Rewrite the excerpt starting at "Your little granddaughter" and ending at "see her grandparents.", swapping "granddaughter" for "grandchild".

* _Excerpt_
+ + + + + + +
Yes, my dear Sir your affectionate & and most excellent daughter has departed from the earth to that eternal home where sorrow & sickness are unknown. I have lost the most loving, affectionate & dutiful of wives, & my child the kindest and best of mothers.
Last Sabbath evening the remains were deposited in a place long ago selected by herself in the orchard near the house. The funeral was attended by a minister & a large concourse of friends & neighbors. She was repeatedly visited and consoled by the Rev. Mr. Brierly and other clergymen. She has for a long time been attended by Mrs. Osgood a member of the Baptist church & a kind & excellent nurse, & and(sic) by Mrs. Thomson her neighbor & particular friend.
Some months ago she said to me that probably after her death her relatives might desire her body to be sent to the east. I informed her that whatever was her wish it should be complied with - Her reply was that she had no other wish "but to lie by my side of her husband," and whenever it shall please God to my spirit hence it is my intention to have [my] bones laid by her side.
Your little granddaughter is in good health & is for the present with Mrs. Thomson by the special desires of the mother.
A portion of her clothes she desired to be sent to her mother & sisters, & they will be accordingly forwarded in due time.
At present I am so overwhelmed with sorrow that I hardly know what to think or determine, but it is probable that within the next six months I shall visit Massachusetts the place of my birth, & bring my little girl to see her grandparents.
John Marsh was one of those Yankee chameleons who made the years before California statehood so interesting for historians -- and so profitable for himself.
His adherents and critics have staked many a claim: that he was the first to compile a Sioux dictionary; that he was the first Harvard man in the Far West; that his glowing letters about California brought the first wagon train of settlers here long before the Gold Rush; and that he was, if only for a year, the first Yankee-trained physician in Los Angeles.
Marsh inspired a 1930 biography by George D. Lyman and piqued the interest of modern historian Kathleen Mero, who works for the John Marsh Historic Trust in Contra Costa County in Northern California.
+ + + + + + +
(Collection entries)
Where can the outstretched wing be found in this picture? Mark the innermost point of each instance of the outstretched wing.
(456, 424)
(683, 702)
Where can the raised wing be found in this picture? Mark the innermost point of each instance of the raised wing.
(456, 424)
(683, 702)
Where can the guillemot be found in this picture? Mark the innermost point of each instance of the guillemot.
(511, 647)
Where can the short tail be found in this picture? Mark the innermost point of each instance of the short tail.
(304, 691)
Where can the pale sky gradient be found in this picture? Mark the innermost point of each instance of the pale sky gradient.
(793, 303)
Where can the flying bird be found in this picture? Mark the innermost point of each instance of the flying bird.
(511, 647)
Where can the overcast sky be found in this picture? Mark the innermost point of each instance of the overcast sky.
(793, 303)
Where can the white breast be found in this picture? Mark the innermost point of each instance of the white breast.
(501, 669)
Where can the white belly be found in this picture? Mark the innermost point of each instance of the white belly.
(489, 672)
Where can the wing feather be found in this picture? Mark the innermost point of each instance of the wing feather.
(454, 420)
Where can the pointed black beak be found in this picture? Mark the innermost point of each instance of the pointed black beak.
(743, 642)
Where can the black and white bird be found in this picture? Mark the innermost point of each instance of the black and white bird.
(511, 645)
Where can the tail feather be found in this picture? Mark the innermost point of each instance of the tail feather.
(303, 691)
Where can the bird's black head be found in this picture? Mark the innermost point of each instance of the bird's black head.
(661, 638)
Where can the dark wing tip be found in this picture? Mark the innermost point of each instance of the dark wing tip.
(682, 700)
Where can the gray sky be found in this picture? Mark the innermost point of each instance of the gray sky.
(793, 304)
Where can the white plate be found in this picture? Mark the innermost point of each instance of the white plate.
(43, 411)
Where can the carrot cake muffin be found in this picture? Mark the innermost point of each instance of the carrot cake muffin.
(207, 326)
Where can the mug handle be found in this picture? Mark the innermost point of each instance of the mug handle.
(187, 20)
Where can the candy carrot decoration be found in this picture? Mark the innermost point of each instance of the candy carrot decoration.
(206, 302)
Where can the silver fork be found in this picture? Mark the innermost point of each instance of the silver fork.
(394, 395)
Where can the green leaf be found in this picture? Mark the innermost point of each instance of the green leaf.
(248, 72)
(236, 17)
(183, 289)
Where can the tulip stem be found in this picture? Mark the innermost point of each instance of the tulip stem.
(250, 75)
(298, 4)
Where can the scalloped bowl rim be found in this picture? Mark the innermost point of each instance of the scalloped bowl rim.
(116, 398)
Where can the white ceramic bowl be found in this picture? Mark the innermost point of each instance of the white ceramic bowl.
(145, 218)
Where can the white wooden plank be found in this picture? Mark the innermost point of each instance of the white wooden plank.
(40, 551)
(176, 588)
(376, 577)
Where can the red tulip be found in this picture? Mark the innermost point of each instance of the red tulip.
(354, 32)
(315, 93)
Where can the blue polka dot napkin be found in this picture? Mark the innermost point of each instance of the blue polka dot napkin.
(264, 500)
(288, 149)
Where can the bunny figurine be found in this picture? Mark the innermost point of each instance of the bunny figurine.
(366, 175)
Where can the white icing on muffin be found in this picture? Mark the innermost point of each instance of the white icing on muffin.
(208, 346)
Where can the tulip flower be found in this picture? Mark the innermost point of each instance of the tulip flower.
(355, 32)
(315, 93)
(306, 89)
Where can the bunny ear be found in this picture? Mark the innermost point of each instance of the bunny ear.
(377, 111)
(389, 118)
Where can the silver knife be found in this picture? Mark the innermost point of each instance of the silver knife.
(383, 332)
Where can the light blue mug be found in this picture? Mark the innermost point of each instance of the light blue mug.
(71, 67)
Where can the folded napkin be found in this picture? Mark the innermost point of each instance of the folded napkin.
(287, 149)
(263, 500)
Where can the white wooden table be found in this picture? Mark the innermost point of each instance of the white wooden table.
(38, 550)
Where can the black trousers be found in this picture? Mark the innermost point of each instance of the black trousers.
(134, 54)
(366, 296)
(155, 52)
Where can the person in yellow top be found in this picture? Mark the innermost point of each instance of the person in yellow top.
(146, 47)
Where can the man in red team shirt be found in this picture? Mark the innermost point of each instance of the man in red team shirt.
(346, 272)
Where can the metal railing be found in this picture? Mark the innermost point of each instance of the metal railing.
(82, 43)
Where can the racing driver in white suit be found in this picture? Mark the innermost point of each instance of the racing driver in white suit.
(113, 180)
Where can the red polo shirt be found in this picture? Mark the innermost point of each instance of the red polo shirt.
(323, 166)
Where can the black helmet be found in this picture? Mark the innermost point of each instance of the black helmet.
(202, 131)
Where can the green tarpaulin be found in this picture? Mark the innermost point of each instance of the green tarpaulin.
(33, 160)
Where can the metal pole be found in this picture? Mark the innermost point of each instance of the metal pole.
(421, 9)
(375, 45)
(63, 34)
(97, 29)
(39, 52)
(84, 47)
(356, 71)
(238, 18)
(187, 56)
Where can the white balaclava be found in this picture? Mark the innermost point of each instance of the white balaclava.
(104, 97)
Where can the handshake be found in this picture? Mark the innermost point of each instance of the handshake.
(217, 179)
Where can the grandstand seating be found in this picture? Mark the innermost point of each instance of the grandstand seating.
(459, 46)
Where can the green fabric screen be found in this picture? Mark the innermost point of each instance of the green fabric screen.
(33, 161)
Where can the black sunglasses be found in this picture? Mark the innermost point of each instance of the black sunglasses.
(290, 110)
+ + + + + + +
* _Written answer_
Your little grandchild is in good health & is for the present with Mrs. Thomson by the special desires of the mother.
A portion of her clothes she desired to be sent to her mother & sisters, & they will be accordingly forwarded in due time.
At present I am so overwhelmed with sorrow that I hardly know what to think or determine, but it is probable that within the next six months I shall visit Massachusetts the place of my birth, & bring my little girl to see her grandparents.